* START RECORDS SUPPLIED *

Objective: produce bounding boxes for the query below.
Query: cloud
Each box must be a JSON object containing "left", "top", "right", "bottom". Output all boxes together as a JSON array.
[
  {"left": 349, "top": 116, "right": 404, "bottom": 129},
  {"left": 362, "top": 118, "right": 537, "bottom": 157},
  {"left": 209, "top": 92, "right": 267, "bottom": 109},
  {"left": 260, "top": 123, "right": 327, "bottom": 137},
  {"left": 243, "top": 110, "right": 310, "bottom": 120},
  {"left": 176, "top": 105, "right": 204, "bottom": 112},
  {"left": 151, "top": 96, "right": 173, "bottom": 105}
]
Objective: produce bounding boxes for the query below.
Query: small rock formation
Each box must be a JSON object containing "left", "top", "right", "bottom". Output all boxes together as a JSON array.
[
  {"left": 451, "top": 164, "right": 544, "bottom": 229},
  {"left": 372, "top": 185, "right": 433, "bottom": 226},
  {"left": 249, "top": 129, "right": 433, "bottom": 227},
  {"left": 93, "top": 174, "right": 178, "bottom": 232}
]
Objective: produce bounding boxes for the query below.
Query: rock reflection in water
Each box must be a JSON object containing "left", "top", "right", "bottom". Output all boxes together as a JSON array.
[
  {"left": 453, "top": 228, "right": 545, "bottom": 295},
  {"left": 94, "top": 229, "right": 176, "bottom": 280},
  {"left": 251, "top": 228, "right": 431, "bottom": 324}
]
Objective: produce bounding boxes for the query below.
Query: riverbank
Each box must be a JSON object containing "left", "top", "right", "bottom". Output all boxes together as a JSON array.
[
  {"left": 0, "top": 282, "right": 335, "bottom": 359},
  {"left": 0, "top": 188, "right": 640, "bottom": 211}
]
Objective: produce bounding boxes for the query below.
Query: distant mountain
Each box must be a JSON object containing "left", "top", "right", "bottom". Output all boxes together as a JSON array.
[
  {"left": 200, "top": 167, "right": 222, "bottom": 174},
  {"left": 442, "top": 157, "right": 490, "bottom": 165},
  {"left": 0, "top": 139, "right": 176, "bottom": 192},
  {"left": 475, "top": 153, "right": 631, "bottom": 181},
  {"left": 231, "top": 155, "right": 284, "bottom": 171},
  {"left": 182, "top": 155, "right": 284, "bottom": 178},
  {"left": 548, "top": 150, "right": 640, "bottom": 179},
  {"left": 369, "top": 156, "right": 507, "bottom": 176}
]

* END RECORDS SUPPLIED *

Pick out each line above that contains the word "rock" and copy those lines in full.

(TASK OUTPUT):
Query: small rock formation
Query: rock reflection in water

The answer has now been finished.